RECORDS PROVIDED:

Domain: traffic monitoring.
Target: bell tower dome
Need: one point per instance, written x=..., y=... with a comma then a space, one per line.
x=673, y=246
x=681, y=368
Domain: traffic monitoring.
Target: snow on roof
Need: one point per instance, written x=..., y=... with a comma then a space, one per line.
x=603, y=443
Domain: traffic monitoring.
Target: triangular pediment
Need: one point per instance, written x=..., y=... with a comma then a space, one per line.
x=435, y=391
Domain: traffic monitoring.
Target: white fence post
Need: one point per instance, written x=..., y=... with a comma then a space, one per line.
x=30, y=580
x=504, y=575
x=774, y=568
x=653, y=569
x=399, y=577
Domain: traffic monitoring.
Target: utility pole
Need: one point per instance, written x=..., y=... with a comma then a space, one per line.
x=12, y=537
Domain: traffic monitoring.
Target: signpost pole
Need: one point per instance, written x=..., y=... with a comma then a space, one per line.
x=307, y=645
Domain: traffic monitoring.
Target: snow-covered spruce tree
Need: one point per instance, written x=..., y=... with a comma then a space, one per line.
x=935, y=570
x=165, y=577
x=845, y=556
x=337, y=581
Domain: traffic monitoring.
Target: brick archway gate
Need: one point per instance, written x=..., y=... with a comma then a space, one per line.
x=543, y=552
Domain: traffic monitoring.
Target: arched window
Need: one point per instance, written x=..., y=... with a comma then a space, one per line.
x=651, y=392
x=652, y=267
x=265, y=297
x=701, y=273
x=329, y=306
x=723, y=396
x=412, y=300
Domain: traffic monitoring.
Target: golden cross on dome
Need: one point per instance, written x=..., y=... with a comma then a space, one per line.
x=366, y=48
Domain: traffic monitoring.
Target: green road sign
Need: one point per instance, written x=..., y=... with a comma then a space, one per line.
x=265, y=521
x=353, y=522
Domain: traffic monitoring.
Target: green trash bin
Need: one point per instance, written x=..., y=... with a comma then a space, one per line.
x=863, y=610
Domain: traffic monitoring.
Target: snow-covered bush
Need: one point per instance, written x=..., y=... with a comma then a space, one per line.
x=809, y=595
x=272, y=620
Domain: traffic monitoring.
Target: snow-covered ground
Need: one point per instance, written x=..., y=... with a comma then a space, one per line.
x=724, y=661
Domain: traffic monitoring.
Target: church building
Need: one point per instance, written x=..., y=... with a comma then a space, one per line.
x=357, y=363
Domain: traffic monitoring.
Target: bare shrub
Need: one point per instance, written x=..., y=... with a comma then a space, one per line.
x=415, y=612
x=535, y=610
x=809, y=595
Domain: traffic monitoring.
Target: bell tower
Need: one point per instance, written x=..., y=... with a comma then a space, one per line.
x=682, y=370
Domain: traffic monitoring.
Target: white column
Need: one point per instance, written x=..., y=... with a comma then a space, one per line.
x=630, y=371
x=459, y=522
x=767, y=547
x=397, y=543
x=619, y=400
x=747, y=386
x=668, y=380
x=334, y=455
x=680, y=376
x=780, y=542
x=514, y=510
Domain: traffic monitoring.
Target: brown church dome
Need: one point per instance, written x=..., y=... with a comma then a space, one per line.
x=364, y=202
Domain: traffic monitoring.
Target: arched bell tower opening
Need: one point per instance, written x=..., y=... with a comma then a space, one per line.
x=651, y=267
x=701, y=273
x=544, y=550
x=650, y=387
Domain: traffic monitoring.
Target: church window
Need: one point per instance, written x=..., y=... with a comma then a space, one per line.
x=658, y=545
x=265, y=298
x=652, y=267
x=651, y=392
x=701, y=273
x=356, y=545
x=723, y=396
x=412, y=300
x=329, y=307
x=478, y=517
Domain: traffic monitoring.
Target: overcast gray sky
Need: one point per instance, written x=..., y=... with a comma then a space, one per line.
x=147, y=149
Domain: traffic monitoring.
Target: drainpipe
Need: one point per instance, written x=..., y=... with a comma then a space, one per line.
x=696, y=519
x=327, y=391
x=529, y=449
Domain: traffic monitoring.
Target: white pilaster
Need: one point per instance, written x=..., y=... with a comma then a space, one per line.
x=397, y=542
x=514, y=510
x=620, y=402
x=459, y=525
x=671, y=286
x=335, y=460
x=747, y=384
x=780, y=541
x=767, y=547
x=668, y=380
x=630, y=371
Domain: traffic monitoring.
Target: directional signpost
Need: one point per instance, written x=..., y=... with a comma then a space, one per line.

WORK TO BE COMPLETED: Could you copy the listing above word for word, every line of it?

FINAL RESULT:
Domain: traffic monitoring.
Target: bell tower dome
Need: one point per instance, written x=..., y=... with a comma then a space, one per line.
x=673, y=246
x=681, y=368
Domain: traffic monitoring.
Target: snow on roof
Need: one point per instance, written x=..., y=... with a comma then a space, one per line.
x=603, y=443
Domain: traffic monitoring.
Target: triangular pediment
Need: one point per instance, written x=..., y=... with a comma then a space, one per line.
x=435, y=391
Domain: traffic monitoring.
Target: white fence post
Need: one point per instance, written x=..., y=... with a comma then a space, one per line.
x=30, y=580
x=504, y=575
x=774, y=568
x=653, y=569
x=399, y=577
Domain: traffic monitoring.
Target: utility pole
Need: one point per instance, written x=..., y=... with a comma then a space, one per line.
x=12, y=537
Domain: traffic monitoring.
Target: signpost pole
Need: one point per instance, written x=..., y=... with a comma then a space, one per line.
x=307, y=645
Domain: traffic monitoring.
Target: snow-covered spruce tree
Need: one point per instance, written x=..., y=... with a comma then a space, one per line.
x=935, y=570
x=165, y=577
x=845, y=556
x=337, y=581
Domain: traffic monitoring.
Target: brick archway gate
Need: one point per instance, written x=..., y=... with a comma then a space, one per line.
x=543, y=552
Domain: traffic monitoring.
Target: arched window
Need: one point per instance, written x=..., y=... with a comma then a space, one per line.
x=651, y=392
x=652, y=267
x=265, y=297
x=701, y=273
x=329, y=306
x=723, y=396
x=412, y=300
Domain: traffic monitoring.
Target: golden cross on dome
Need: one point per instance, written x=..., y=... with a comma then a space, one per line.
x=366, y=48
Domain: traffic monitoring.
Target: green road sign
Need: one point per instance, written x=..., y=... with a comma then a space, one per line.
x=265, y=521
x=353, y=522
Domain: traffic monitoring.
Target: green trash bin
Need: one point per instance, written x=..., y=... with a comma then a space, one per line.
x=863, y=610
Domain: traffic monitoring.
Target: snow-covered bush
Need: one point per instance, written x=..., y=... with a comma then a space, one per line.
x=809, y=595
x=272, y=620
Domain: traffic monitoring.
Target: snow-covered ground
Need: one point per instance, written x=..., y=... with a comma then a space, one per line.
x=724, y=661
Domain: traffic monitoring.
Target: church building
Need: one point per instance, written x=..., y=... with a comma then a space, one per line.
x=357, y=363
Domain: traffic monitoring.
Target: bare shrub
Need: one point per instance, written x=..., y=... with a comma then a space, one per line.
x=415, y=612
x=535, y=610
x=809, y=595
Domain: traffic monitoring.
Target: bell tower
Need: one point per instance, written x=..., y=... with a comma then a space, one per line.
x=682, y=370
Domain: traffic monitoring.
Target: white column
Need: one point per instance, written x=..., y=... with a comma then a space, one per line.
x=630, y=371
x=459, y=522
x=767, y=547
x=397, y=543
x=619, y=400
x=747, y=386
x=668, y=380
x=334, y=455
x=680, y=376
x=780, y=542
x=514, y=510
Domain: traffic monitoring.
Target: brown church dome
Need: one point per instance, written x=..., y=... with a comma then a space, one per line.
x=364, y=202
Domain: traffic monitoring.
Target: arched bell tower opening
Need: one point per instance, written x=..., y=... with a comma then a space, one per line.
x=651, y=267
x=701, y=273
x=544, y=550
x=650, y=387
Domain: traffic monitoring.
Target: church window
Need: one point per instance, written x=..., y=... with a comma then a space, one per line.
x=658, y=545
x=265, y=298
x=652, y=267
x=651, y=392
x=701, y=273
x=356, y=545
x=723, y=396
x=412, y=300
x=329, y=307
x=478, y=517
Domain: traffic monitoring.
Target: overcast gray sky
Need: one point per instance, written x=..., y=... with a comma then a space, one per line.
x=147, y=149
Domain: traffic monitoring.
Target: drainpipe
Need: one point per instance, written x=..., y=... with a comma then a space, one per line.
x=696, y=519
x=327, y=391
x=529, y=449
Domain: traffic monitoring.
Target: white pilaster
Need: one point per instance, written x=..., y=... with a comma then a space, one per line.
x=397, y=542
x=514, y=510
x=620, y=402
x=459, y=525
x=671, y=286
x=335, y=460
x=747, y=384
x=780, y=541
x=767, y=547
x=668, y=380
x=630, y=371
Domain: traffic monitoring.
Target: directional signpost
Need: one point per instance, written x=..., y=... with a comma then a space, one per line.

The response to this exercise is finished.